◆ REQUIRED WORK ◆
Word for word, reproduce each entry.

Items from a data source:
=== Begin Enclosure ===

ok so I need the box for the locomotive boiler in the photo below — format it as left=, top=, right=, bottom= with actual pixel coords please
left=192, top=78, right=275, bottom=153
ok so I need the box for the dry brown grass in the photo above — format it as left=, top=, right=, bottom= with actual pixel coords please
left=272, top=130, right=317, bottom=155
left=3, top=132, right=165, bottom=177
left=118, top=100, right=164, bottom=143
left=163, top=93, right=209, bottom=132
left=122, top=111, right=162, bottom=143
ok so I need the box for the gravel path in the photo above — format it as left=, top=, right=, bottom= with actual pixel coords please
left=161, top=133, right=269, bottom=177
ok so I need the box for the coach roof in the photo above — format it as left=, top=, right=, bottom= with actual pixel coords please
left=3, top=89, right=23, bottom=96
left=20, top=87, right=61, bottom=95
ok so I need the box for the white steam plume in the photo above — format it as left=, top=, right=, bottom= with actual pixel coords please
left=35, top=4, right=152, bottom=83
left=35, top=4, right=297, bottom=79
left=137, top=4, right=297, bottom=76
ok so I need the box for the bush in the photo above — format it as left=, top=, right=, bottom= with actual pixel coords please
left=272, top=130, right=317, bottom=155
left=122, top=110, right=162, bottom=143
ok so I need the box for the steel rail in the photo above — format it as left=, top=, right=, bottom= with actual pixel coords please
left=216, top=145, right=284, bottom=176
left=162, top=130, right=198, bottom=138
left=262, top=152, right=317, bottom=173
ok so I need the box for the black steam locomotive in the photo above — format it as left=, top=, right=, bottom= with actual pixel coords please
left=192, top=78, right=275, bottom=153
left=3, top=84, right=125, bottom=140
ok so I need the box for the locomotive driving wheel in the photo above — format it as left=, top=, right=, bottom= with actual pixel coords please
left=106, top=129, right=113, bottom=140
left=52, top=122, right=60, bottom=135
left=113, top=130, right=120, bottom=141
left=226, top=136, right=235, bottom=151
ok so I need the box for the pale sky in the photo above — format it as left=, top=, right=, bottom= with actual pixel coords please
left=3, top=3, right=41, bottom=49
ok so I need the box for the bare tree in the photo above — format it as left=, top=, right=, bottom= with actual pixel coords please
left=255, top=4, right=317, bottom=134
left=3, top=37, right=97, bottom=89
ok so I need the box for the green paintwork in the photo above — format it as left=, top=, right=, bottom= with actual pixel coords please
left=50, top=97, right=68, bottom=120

=== End Enclosure ===

◆ TASK ANSWER ◆
ok so I need the box for the locomotive boiler in the photo below — format it as left=, top=, right=, bottom= with actual pixel coords please
left=192, top=78, right=275, bottom=153
ok so I need the box for the dry brown grass in the photo above — format it as left=, top=, right=, bottom= with actual pixel coords please
left=272, top=130, right=317, bottom=155
left=3, top=132, right=165, bottom=177
left=118, top=100, right=164, bottom=143
left=163, top=93, right=209, bottom=132
left=122, top=111, right=162, bottom=143
ok so I need the box for the gravel path in the photo above — format it as left=, top=, right=, bottom= with actual pixel coords please
left=161, top=133, right=269, bottom=177
ok so I need the box for the coach roof in the photo above — format it as left=, top=, right=, bottom= with actual pixel coords please
left=3, top=89, right=23, bottom=96
left=20, top=87, right=61, bottom=95
ok so I need the box for the white steam plume in the photo above — format it as left=, top=, right=, bottom= with actual pixel coords please
left=35, top=4, right=152, bottom=83
left=35, top=4, right=297, bottom=79
left=137, top=4, right=297, bottom=76
ok so I need the box for the bush in the photo above — format it as left=, top=, right=, bottom= with actual pixel coords please
left=272, top=130, right=317, bottom=155
left=122, top=110, right=162, bottom=143
ok so I need the box for the steel rail in the photo above — format it as left=, top=, right=, bottom= with actual pixel coords please
left=216, top=145, right=284, bottom=176
left=162, top=130, right=198, bottom=138
left=262, top=152, right=317, bottom=173
ok so I need the box for the black steam locomotive in the photo above — format it as left=, top=, right=, bottom= with actual pixel coords please
left=192, top=78, right=275, bottom=153
left=3, top=84, right=125, bottom=140
ok so I need the box for the locomotive driving wheel in the photo above — format it as left=, top=, right=, bottom= with actual pixel coords please
left=106, top=129, right=113, bottom=140
left=52, top=122, right=60, bottom=135
left=113, top=130, right=120, bottom=141
left=226, top=136, right=235, bottom=151
ok so I need the box for the pale sky in the photo above — format it as left=, top=, right=, bottom= with actual pixel coords please
left=3, top=3, right=41, bottom=49
ok so I need the box for the bare tree in the photo above — format it as left=, top=, right=, bottom= with actual pixel coords please
left=255, top=4, right=317, bottom=134
left=3, top=37, right=97, bottom=89
ok so I need the box for the green paintwork in the photo above — format it as left=, top=, right=, bottom= with actual pixel coords please
left=50, top=97, right=68, bottom=120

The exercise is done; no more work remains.